_YOUR GOAL_: Can you rewrite the market news roundup from "- It may be" to "raise the cash.", swapping "track record" for "history"?

_TEXT BLOCK_:
┄┄┄┄┄┄┄┄┄┄

Wall Street Journal:

- Eastern European countries, already financially overstretched, are facing a pullback by lenders and investors, which may threaten to burst economic bubbles in the Balkans and trigger a major slump in Hungary and the Baltic states, citing fund managers and economists. Many of those countries had borrowed heavily from overseas lenders to finance business activity and consumer spending.

- Keep Your Money in the Market. We’ve been through ups and downs before. We will have a serious recession now, but a 1930s-style depression is highly unlikely. We will not let the money supply decline by 25%, as we did in the '30s, and automatic stabilizers (like unemployment insurance) are now a significant element of fiscal policy. Don't forget that the U.S. economy is still the most flexible in the world and our "innovation machine" is alive and well. No one has consistently made money by selling America short, and I am confident the same lesson is true today.

- It may be premature to write the epitaph for funds of hedge funds, but people in the industry are giving them a less-than-glowing prognosis after a year in which the funds have on average declined in value by 11%. Fund-of-hedge-funds managers have historically decided who gets 40% of the hedge-fund industry's $1.9 trillion of assets to manage, the idea being that they can more efficiently differentiate between good hedge funds and also-rans. This year, however, their track record hasn't been good. And if, as expected, significant numbers of investors pull cash out of the funds as the opportunity arises near the end of the year, that could be enough to further hurt some funds' performances and leave others with a portfolio unbalanced by the sales needed to raise the cash.


Barron’s:
- There’s reason to believe that the stock-market averages will hit bottom sometime in the next few months, even if the economy is still in the middle of a recession. The buy-and-hold approach still applies. The fear that sent the market down so sharply last week may have driven stocks close to their ultimate lows. "I don't think this is the end of America as we know it," says Byron Wien, chief investment strategist at Pequot Capital Management. "I think it's conceivable that the markets will bottom before year end." The good news today is that stocks appear to have gotten out ahead of any recession, falling so sharply that they might already have priced in pretty horrible times ahead. The Dow is down almost as much in the past year as the 45% it fell in the 1973-1975 recession, and its 12-month decline far exceeds the 24% it lost in the period leading up to and during the 1981-1982 recession, according to Birinyi Associates.

┄┄┄┄┄┄┄┄┄┄

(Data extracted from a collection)
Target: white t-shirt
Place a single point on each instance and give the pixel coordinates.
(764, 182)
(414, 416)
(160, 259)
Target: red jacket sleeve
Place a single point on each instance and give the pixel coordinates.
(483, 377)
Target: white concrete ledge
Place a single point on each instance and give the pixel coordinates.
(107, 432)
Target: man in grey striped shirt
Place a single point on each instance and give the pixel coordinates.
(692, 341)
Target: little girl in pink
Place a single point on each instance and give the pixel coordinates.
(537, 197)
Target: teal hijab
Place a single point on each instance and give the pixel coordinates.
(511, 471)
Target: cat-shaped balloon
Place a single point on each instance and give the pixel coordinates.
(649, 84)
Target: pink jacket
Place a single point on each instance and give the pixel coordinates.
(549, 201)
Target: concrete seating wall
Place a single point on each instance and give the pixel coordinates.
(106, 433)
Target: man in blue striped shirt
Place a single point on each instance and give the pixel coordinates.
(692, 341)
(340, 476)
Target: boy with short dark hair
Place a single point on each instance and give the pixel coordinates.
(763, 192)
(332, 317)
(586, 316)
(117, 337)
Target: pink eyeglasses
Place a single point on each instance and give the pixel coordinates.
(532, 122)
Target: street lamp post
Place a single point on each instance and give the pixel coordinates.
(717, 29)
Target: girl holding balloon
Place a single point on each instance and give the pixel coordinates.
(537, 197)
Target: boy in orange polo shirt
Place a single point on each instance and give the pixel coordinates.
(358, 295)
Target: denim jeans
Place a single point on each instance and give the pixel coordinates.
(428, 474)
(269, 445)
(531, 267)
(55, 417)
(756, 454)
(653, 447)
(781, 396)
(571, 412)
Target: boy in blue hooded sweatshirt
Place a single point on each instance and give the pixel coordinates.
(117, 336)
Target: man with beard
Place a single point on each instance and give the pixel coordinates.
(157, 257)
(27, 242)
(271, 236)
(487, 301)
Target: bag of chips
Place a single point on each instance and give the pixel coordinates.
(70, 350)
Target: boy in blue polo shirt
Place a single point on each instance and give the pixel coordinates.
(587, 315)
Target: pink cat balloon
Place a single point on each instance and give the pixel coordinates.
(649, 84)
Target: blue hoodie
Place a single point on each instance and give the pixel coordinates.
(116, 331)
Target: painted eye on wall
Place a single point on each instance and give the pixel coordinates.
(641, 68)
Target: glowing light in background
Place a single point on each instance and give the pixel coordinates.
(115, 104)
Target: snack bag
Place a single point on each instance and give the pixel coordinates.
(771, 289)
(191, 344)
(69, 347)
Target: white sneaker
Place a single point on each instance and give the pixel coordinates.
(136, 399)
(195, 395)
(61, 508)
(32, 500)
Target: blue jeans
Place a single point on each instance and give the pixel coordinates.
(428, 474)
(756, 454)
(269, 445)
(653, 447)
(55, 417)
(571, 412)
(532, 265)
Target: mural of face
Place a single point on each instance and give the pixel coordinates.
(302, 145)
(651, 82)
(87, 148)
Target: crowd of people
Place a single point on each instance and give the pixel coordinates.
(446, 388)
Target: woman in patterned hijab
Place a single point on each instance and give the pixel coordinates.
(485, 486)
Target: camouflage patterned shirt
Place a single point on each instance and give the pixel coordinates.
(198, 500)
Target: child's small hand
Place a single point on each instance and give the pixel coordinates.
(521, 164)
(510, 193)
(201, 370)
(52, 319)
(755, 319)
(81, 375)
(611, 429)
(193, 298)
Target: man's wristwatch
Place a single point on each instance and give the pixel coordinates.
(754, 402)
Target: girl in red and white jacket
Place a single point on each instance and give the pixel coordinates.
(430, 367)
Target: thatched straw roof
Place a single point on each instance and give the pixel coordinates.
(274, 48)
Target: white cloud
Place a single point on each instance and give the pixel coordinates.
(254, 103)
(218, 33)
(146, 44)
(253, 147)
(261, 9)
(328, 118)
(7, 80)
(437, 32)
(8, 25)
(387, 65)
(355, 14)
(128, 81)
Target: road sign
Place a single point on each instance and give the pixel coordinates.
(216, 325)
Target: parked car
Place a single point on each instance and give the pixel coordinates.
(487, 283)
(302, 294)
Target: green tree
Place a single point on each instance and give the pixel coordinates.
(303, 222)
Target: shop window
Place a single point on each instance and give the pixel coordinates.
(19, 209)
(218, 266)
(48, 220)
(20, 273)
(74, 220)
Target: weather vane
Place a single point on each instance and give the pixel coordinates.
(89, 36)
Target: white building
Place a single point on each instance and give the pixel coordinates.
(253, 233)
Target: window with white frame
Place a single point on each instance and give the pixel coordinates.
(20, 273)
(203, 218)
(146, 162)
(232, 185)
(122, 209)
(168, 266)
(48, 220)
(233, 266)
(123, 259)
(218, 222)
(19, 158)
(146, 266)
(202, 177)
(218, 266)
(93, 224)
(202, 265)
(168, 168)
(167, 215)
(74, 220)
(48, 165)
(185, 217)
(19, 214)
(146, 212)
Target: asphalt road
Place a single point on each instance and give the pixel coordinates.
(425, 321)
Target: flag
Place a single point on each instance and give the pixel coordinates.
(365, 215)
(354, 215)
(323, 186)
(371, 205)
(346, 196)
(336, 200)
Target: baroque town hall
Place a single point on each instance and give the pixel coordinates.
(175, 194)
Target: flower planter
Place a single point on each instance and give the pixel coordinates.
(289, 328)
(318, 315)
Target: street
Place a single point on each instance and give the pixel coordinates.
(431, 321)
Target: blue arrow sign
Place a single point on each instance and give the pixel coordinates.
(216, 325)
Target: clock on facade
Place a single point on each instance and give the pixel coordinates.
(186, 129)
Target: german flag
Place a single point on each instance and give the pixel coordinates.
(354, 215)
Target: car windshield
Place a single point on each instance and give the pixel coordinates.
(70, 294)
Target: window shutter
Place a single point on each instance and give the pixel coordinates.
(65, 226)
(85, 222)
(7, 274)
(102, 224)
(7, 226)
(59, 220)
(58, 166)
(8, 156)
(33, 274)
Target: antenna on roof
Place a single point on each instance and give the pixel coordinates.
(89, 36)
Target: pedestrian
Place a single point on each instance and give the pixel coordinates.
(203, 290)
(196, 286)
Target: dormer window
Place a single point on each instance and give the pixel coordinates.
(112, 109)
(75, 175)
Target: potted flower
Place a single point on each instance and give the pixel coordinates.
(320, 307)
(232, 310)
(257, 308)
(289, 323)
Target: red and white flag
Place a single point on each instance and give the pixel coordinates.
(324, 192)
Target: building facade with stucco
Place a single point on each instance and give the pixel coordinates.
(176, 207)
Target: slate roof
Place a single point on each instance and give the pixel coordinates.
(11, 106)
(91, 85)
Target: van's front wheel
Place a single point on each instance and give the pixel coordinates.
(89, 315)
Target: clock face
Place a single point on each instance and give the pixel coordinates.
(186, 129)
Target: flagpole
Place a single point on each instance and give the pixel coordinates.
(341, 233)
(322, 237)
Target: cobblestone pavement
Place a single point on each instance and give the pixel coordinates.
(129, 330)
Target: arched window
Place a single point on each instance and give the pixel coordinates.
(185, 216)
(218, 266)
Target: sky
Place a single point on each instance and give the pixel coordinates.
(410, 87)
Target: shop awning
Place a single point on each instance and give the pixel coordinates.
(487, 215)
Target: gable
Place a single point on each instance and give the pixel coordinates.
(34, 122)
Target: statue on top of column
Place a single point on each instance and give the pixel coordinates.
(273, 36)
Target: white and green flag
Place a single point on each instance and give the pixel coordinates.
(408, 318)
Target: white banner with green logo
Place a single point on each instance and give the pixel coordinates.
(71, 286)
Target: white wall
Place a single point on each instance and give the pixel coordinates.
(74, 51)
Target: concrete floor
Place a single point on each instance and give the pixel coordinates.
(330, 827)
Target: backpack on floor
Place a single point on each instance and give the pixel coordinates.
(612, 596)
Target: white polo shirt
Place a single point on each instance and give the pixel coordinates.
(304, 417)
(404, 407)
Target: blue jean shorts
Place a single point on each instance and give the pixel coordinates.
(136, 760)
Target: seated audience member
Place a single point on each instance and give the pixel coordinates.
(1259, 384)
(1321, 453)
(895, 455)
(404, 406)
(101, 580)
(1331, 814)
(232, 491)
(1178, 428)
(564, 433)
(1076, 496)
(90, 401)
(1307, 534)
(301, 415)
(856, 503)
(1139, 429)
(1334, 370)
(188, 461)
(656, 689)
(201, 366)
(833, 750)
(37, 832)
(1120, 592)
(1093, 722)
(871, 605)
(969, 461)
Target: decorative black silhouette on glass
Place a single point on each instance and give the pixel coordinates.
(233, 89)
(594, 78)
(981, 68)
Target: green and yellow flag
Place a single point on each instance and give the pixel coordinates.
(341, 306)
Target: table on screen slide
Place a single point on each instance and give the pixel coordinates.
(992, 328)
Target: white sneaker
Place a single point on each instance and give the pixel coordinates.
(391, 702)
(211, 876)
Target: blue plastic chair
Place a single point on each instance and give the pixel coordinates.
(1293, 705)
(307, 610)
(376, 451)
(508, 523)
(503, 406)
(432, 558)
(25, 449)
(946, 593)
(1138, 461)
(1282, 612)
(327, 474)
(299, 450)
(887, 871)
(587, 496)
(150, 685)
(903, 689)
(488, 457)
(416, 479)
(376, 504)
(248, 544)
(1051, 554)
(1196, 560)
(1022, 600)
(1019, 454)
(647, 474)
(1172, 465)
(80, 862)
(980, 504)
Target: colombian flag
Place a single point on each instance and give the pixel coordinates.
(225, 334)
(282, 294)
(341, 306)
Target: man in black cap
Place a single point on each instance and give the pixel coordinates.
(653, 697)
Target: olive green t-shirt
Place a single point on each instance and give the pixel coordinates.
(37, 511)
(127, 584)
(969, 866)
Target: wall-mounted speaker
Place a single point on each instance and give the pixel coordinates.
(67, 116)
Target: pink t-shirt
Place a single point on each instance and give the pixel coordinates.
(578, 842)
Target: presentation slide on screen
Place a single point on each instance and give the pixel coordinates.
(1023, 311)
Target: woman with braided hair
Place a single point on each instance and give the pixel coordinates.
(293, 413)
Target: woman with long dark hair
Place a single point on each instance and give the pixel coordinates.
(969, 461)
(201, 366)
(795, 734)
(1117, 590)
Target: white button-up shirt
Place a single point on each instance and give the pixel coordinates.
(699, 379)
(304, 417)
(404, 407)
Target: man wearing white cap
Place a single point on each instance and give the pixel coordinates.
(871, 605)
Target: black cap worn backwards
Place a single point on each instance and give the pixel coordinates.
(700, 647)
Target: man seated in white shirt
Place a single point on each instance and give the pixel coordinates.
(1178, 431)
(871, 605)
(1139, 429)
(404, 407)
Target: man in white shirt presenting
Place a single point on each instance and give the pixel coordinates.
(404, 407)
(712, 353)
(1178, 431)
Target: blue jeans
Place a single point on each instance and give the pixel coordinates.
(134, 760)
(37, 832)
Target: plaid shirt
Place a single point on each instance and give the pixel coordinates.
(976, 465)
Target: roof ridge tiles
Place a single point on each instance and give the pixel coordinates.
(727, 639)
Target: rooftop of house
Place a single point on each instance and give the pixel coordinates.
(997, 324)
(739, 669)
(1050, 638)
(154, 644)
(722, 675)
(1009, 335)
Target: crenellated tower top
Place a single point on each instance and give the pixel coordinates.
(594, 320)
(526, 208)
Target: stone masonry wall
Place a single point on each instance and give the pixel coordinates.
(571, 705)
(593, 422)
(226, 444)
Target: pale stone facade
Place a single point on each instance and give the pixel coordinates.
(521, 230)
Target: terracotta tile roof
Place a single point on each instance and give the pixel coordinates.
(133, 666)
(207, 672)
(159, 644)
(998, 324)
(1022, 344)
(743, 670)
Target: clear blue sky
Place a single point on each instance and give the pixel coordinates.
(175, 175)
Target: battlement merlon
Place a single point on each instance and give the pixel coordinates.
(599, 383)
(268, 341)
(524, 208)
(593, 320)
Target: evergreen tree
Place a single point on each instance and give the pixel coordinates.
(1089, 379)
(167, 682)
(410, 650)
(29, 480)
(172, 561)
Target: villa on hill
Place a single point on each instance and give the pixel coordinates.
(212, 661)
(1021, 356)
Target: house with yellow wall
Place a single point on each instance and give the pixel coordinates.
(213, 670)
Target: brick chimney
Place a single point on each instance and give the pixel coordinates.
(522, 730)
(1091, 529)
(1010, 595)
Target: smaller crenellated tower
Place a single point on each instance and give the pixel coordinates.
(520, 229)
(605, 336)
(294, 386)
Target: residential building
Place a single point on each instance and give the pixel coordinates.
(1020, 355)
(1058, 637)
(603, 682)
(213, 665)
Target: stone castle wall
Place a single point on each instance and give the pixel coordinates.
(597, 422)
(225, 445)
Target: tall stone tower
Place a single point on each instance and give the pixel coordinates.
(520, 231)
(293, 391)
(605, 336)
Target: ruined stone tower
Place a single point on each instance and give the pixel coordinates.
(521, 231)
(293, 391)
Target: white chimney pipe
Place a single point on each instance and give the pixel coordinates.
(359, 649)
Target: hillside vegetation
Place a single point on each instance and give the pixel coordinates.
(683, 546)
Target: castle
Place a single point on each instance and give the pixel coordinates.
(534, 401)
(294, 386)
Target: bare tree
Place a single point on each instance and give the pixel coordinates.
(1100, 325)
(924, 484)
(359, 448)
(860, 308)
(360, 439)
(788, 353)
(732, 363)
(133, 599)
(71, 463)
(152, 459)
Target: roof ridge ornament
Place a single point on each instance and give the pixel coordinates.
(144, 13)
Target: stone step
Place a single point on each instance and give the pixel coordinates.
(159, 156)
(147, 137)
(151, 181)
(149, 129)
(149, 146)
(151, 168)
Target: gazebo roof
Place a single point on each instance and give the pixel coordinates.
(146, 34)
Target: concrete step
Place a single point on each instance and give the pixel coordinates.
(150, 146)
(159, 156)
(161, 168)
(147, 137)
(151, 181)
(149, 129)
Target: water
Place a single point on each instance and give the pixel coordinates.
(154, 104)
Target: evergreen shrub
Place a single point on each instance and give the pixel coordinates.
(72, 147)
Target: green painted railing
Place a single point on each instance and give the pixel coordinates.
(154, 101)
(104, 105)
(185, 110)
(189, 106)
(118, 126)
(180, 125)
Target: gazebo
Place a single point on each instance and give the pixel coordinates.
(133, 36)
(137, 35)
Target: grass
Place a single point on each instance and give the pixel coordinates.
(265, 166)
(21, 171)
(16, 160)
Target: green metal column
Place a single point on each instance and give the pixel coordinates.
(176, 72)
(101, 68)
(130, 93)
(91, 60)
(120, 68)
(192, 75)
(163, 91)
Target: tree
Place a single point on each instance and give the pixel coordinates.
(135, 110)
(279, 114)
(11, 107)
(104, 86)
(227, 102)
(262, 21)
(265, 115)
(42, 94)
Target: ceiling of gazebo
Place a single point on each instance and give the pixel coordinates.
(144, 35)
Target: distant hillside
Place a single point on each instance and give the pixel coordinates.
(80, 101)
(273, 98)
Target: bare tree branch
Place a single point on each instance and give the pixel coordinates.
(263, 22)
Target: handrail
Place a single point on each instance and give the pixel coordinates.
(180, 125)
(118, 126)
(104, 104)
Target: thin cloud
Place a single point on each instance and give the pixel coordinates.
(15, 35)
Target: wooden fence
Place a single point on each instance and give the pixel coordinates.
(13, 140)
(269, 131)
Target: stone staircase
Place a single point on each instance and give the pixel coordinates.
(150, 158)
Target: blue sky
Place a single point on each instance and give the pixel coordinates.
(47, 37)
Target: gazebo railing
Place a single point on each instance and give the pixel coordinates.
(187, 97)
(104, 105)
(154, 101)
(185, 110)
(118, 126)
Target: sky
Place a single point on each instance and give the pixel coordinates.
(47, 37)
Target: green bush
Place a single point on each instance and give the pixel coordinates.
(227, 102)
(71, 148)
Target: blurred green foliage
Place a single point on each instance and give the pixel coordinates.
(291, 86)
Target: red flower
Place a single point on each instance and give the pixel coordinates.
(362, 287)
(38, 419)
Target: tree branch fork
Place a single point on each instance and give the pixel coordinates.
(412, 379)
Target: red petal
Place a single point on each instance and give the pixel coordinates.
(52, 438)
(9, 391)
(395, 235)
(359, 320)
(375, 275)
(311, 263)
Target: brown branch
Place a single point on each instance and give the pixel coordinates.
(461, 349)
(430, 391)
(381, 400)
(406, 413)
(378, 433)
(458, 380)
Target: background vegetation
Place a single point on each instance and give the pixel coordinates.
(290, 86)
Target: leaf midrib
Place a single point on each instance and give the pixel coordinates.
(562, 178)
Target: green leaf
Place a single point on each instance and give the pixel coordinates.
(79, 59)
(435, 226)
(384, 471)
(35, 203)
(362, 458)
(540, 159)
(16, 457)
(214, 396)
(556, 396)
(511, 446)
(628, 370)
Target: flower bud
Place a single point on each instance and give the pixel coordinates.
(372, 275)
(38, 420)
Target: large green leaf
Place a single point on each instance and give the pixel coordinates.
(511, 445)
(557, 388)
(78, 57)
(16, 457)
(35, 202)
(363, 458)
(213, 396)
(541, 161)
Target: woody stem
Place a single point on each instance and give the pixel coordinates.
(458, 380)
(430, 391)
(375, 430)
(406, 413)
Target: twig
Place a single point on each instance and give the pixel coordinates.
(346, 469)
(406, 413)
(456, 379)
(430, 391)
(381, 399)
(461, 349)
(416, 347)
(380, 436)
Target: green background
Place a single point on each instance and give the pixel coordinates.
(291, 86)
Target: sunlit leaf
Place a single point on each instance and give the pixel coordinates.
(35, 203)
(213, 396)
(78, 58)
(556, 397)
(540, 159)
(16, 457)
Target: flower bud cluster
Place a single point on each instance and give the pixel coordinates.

┄┄┄┄┄┄┄┄┄┄

_SOLUTION FOR THIS PROBLEM_:
- It may be premature to write the epitaph for funds of hedge funds, but people in the industry are giving them a less-than-glowing prognosis after a year in which the funds have on average declined in value by 11%. Fund-of-hedge-funds managers have historically decided who gets 40% of the hedge-fund industry's $1.9 trillion of assets to manage, the idea being that they can more efficiently differentiate between good hedge funds and also-rans. This year, however, their history hasn't been good. And if, as expected, significant numbers of investors pull cash out of the funds as the opportunity arises near the end of the year, that could be enough to further hurt some funds' performances and leave others with a portfolio unbalanced by the sales needed to raise the cash.